> [Aim of the exercise]: Format the lines of the listing as a JSON list of strings, one string per line with blank lines omitted, starting at the line that contains "One point lands on every instance of the tile" and ending at the line that contains "pixel 252 217", both included.

> [Source data]:

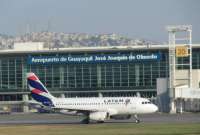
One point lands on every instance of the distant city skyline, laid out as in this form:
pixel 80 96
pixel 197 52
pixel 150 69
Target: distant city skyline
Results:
pixel 132 18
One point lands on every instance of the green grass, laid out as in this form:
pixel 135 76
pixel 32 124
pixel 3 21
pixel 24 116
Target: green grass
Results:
pixel 102 129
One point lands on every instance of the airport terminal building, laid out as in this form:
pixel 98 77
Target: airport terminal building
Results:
pixel 85 72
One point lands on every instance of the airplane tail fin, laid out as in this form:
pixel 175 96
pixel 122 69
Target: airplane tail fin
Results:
pixel 38 91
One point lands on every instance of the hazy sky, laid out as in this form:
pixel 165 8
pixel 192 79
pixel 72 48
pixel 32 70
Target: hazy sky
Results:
pixel 133 18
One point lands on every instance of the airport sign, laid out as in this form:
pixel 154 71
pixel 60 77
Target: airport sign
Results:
pixel 81 59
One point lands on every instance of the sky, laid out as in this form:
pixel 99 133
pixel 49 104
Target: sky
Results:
pixel 146 19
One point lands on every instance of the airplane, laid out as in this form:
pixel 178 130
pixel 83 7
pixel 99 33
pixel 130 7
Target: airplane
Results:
pixel 97 109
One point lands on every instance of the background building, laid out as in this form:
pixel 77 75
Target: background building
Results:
pixel 88 71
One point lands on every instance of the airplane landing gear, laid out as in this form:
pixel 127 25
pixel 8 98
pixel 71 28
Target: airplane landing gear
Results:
pixel 136 119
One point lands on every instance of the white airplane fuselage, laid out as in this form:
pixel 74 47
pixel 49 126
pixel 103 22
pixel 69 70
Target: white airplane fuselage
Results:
pixel 95 108
pixel 112 105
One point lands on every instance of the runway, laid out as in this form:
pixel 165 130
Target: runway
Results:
pixel 36 118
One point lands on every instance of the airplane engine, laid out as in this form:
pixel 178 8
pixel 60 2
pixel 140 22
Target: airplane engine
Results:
pixel 99 116
pixel 120 117
pixel 67 112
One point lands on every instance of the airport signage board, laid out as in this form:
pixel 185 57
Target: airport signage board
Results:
pixel 106 58
pixel 181 51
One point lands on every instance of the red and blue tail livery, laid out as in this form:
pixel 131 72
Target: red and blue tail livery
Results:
pixel 38 91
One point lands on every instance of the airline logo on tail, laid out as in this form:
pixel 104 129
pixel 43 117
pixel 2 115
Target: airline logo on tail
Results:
pixel 38 91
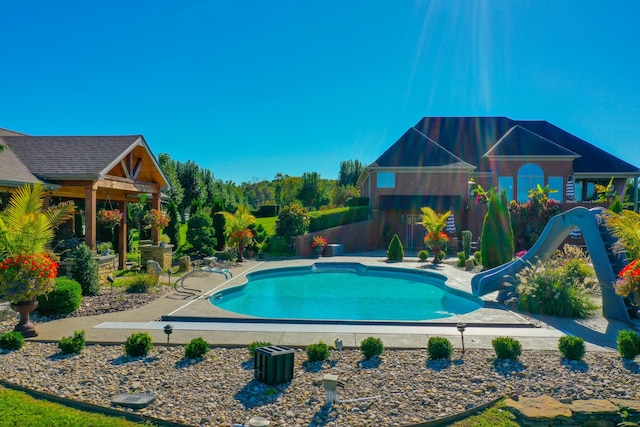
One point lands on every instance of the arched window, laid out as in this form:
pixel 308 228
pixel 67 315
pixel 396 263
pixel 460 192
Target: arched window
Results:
pixel 529 176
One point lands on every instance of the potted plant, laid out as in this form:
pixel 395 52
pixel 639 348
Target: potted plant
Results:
pixel 27 267
pixel 318 245
pixel 109 217
pixel 435 237
pixel 237 229
pixel 104 248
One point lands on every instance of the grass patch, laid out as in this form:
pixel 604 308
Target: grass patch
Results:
pixel 496 416
pixel 18 408
pixel 269 224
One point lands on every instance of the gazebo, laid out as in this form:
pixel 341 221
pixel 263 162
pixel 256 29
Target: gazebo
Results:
pixel 96 169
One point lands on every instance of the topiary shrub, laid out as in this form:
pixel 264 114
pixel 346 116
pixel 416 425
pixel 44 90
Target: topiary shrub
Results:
pixel 395 251
pixel 439 348
pixel 71 345
pixel 571 347
pixel 11 341
pixel 317 352
pixel 628 344
pixel 256 345
pixel 467 238
pixel 84 270
pixel 197 347
pixel 371 347
pixel 65 297
pixel 138 344
pixel 507 348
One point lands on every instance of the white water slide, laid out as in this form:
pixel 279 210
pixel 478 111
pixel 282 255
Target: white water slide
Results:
pixel 556 231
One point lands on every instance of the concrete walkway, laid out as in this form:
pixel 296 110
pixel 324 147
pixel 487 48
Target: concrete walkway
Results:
pixel 220 327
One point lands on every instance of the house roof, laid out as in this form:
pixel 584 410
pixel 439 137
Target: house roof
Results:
pixel 471 138
pixel 78 157
pixel 13 173
pixel 521 142
pixel 414 149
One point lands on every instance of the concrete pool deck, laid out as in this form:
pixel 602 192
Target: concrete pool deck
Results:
pixel 192 315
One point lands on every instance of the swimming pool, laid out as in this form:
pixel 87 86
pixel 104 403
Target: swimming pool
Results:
pixel 346 291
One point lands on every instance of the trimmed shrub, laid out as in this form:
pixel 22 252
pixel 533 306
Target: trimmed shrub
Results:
pixel 200 234
pixel 256 345
pixel 395 251
pixel 357 201
pixel 317 352
pixel 571 347
pixel 138 344
pixel 65 297
pixel 84 270
pixel 71 345
pixel 11 341
pixel 197 347
pixel 139 284
pixel 371 347
pixel 628 344
pixel 321 220
pixel 507 348
pixel 467 238
pixel 439 348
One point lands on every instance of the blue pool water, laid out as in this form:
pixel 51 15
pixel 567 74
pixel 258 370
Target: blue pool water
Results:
pixel 346 291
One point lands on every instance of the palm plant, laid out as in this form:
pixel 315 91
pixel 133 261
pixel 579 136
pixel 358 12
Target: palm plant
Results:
pixel 626 228
pixel 27 228
pixel 237 229
pixel 435 224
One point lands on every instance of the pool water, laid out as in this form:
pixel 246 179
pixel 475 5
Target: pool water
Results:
pixel 335 291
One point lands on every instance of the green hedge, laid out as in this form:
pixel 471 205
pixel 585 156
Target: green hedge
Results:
pixel 321 220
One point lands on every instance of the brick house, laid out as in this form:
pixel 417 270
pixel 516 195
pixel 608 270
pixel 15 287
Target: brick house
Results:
pixel 94 171
pixel 435 162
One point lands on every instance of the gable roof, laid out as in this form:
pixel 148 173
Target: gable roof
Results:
pixel 519 142
pixel 416 150
pixel 13 173
pixel 470 138
pixel 77 157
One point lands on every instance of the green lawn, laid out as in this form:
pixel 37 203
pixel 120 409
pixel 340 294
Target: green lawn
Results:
pixel 269 224
pixel 20 409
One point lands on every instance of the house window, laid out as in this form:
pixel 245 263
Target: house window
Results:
pixel 556 183
pixel 529 176
pixel 506 183
pixel 386 180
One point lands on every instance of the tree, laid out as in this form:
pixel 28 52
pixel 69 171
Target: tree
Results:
pixel 497 235
pixel 200 234
pixel 173 229
pixel 292 221
pixel 237 229
pixel 350 171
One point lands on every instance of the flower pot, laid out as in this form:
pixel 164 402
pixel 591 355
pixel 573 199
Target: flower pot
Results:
pixel 25 326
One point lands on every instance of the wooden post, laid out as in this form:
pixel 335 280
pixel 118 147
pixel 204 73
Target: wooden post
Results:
pixel 90 216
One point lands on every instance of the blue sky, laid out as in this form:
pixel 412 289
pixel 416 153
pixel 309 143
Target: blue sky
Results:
pixel 252 88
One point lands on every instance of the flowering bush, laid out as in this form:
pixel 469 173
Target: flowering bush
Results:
pixel 24 277
pixel 241 237
pixel 319 241
pixel 628 279
pixel 109 217
pixel 156 219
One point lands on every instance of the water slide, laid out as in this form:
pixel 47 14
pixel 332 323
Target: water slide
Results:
pixel 556 231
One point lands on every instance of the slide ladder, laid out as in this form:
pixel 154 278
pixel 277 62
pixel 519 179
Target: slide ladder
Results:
pixel 599 242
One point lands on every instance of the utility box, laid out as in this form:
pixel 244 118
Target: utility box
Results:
pixel 273 364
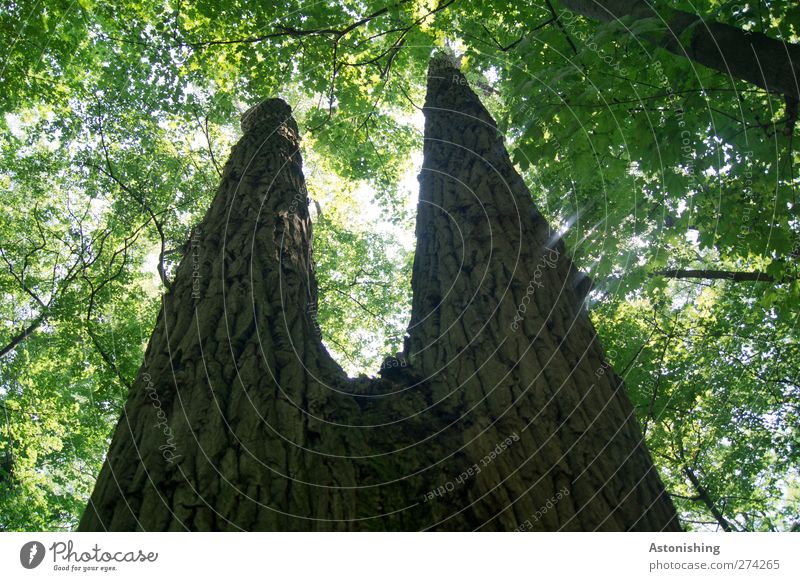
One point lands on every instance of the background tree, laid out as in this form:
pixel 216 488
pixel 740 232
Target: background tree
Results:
pixel 156 89
pixel 239 419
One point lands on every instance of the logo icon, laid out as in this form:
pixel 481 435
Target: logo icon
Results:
pixel 31 554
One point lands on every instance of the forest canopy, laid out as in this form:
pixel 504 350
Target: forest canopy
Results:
pixel 671 181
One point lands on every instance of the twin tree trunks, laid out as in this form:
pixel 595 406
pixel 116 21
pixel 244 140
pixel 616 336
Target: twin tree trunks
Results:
pixel 502 413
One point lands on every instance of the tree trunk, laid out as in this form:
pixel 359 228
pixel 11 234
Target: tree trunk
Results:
pixel 754 57
pixel 502 413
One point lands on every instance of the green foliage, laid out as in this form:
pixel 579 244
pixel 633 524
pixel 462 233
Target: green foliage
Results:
pixel 116 116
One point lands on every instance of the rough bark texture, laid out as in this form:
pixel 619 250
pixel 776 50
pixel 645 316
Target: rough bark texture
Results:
pixel 501 414
pixel 754 57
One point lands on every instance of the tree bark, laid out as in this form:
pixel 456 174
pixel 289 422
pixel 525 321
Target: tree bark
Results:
pixel 501 413
pixel 754 57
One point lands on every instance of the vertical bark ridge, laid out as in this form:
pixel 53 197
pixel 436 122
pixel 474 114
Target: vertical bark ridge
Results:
pixel 240 420
pixel 509 283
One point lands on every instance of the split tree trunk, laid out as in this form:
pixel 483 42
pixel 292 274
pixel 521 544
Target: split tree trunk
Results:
pixel 503 414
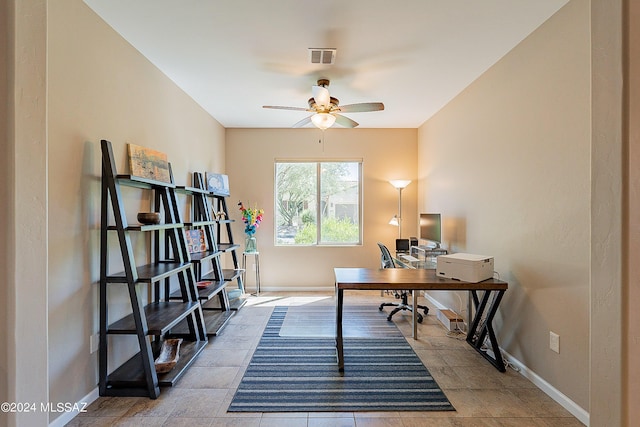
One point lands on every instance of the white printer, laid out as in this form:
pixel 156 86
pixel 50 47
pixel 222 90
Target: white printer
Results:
pixel 465 267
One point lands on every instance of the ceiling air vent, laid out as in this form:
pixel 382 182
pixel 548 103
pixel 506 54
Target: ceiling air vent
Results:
pixel 322 56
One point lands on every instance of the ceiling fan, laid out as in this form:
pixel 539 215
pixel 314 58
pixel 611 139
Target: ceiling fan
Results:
pixel 326 109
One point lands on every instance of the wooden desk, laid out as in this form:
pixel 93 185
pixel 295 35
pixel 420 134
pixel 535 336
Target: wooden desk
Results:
pixel 426 280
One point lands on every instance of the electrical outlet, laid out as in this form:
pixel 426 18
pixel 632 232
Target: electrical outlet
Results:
pixel 554 341
pixel 94 343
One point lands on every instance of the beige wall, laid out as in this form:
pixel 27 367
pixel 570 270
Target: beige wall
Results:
pixel 632 279
pixel 99 87
pixel 5 178
pixel 507 163
pixel 386 154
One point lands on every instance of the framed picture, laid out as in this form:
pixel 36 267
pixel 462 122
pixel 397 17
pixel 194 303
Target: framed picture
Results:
pixel 148 163
pixel 218 183
pixel 195 241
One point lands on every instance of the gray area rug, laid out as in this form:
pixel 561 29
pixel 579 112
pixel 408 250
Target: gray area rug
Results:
pixel 293 374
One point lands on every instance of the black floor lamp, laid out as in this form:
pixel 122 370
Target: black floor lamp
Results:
pixel 399 184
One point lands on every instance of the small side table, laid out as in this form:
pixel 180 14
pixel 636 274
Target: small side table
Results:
pixel 256 260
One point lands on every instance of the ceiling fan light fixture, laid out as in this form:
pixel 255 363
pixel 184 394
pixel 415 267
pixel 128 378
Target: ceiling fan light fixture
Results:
pixel 323 120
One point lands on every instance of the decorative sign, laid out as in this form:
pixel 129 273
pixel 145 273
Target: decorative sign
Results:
pixel 218 184
pixel 195 241
pixel 148 163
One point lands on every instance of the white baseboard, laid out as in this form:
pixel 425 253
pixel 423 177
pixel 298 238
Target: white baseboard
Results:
pixel 549 390
pixel 65 417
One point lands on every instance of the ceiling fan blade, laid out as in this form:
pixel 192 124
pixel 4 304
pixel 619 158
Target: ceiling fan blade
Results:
pixel 321 96
pixel 302 122
pixel 278 107
pixel 345 121
pixel 361 108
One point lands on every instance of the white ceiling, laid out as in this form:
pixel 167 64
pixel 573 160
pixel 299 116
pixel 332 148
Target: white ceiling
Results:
pixel 234 56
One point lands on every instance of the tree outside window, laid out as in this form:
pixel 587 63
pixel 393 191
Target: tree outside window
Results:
pixel 318 203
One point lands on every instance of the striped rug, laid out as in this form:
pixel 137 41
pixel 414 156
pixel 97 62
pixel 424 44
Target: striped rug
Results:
pixel 301 375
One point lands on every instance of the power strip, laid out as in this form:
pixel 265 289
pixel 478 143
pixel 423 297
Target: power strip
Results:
pixel 450 320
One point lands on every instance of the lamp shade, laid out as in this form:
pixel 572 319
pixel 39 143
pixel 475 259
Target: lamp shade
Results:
pixel 400 183
pixel 323 120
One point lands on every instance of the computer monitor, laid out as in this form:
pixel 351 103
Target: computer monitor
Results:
pixel 431 229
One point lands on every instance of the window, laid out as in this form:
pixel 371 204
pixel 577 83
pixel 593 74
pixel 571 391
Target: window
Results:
pixel 318 203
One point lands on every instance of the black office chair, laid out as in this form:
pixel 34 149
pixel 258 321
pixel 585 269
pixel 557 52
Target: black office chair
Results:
pixel 386 261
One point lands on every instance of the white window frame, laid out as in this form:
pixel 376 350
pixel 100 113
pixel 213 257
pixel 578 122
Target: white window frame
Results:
pixel 319 162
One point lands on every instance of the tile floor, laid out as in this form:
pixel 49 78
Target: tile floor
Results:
pixel 481 395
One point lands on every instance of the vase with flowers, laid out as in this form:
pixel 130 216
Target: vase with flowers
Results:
pixel 252 217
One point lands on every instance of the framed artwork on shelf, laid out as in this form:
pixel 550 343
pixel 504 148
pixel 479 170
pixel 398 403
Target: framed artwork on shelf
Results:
pixel 218 183
pixel 148 163
pixel 195 241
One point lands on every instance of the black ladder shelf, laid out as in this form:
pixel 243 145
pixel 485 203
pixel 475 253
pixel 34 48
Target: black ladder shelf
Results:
pixel 237 297
pixel 216 311
pixel 154 318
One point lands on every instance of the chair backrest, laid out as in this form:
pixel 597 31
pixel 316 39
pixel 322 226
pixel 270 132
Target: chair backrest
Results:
pixel 386 261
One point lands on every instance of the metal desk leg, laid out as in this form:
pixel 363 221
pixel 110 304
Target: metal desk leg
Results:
pixel 339 343
pixel 256 260
pixel 414 298
pixel 480 327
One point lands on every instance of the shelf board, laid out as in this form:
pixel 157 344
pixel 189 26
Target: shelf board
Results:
pixel 136 181
pixel 200 223
pixel 227 247
pixel 204 294
pixel 190 190
pixel 148 227
pixel 151 273
pixel 161 317
pixel 129 379
pixel 231 274
pixel 199 257
pixel 214 321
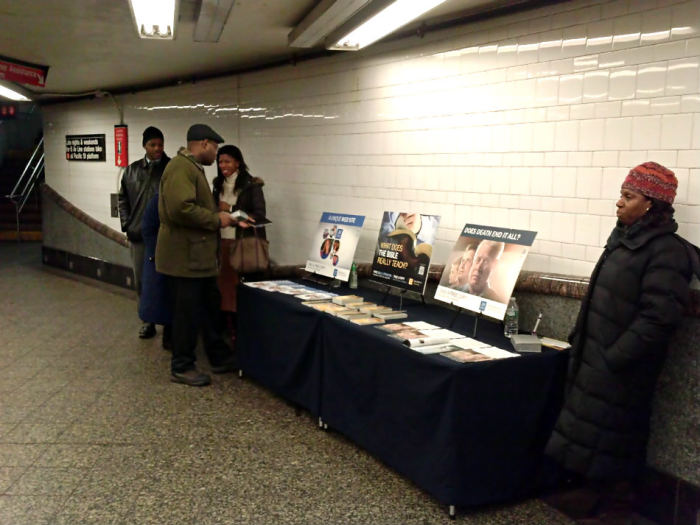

> [Full response]:
[
  "One point lands on every instance of the tile floor, laid out as in this form:",
  "pixel 49 78",
  "Target: tile floor",
  "Results:",
  "pixel 481 395",
  "One point lands on every instance of the vase with flowers, laid out as in this form:",
  "pixel 130 216",
  "Target: vase with flowers",
  "Results:",
  "pixel 252 217"
]